━━ Information given ━━

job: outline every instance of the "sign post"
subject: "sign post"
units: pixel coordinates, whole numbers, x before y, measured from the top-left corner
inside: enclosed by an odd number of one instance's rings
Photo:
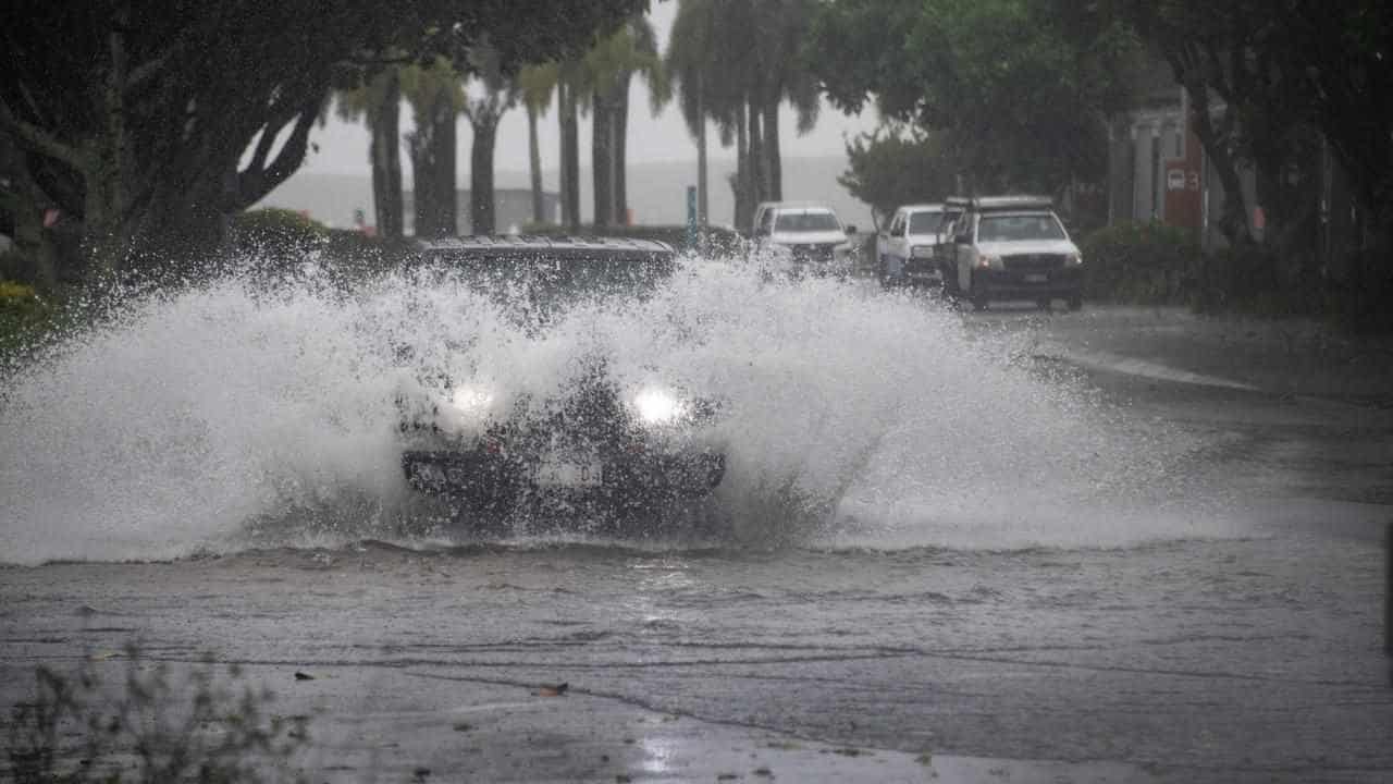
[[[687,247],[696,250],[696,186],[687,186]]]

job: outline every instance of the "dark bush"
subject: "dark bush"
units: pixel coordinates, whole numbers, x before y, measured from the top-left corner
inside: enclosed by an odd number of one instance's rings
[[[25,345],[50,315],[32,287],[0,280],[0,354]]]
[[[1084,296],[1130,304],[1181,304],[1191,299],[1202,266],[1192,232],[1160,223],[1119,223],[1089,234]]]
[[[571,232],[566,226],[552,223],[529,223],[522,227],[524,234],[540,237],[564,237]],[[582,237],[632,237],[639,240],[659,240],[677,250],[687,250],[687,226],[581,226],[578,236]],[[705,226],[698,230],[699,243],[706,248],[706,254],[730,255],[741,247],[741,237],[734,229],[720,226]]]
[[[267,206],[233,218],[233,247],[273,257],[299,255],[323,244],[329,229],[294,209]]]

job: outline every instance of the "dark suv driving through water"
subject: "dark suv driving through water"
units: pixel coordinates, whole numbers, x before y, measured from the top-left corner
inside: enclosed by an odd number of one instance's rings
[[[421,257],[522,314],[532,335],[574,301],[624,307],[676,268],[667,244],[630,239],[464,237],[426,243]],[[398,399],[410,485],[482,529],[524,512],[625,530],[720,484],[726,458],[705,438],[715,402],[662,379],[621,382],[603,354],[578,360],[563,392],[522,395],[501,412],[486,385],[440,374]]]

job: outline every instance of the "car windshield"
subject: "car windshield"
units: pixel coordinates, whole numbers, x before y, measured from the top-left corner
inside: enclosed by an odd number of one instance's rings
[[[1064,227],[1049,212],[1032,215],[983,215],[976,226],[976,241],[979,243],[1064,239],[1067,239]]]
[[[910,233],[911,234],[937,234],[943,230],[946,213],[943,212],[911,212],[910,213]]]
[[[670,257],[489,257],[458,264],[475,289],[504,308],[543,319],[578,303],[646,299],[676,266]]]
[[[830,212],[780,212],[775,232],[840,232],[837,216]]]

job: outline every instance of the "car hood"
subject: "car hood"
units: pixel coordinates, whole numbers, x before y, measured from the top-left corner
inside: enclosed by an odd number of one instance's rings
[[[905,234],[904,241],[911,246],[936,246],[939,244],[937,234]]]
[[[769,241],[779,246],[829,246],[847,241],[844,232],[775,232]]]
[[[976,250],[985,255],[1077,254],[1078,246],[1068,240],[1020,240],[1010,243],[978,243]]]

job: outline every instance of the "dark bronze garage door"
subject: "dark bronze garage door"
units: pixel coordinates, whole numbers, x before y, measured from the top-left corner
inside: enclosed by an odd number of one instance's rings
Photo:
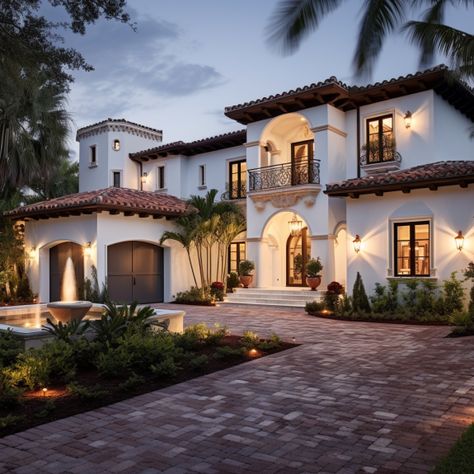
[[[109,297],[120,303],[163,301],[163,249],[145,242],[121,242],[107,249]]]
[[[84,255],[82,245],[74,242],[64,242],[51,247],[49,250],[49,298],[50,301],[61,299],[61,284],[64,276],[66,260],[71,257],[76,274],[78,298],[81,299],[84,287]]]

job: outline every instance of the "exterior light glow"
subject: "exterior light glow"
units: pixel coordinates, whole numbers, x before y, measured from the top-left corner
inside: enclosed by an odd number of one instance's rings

━━━

List every line in the items above that contains the word "sign", copying each such line in full.

The completed task ::
job: outline every instance of the "sign post"
subject: "sign post"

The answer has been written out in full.